▶ _Object position labeling rows_

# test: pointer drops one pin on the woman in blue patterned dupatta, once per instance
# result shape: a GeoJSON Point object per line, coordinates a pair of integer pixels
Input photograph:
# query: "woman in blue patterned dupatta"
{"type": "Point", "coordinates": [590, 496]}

▶ _Directions for this task_
Duplicate every line in these rows verbatim.

▶ _Final result_
# test: pointer drops one pin on the woman in blue patterned dupatta, once per instance
# result shape: a GeoJSON Point object per line, coordinates a pair of integer pixels
Input photograph:
# query: "woman in blue patterned dupatta"
{"type": "Point", "coordinates": [590, 496]}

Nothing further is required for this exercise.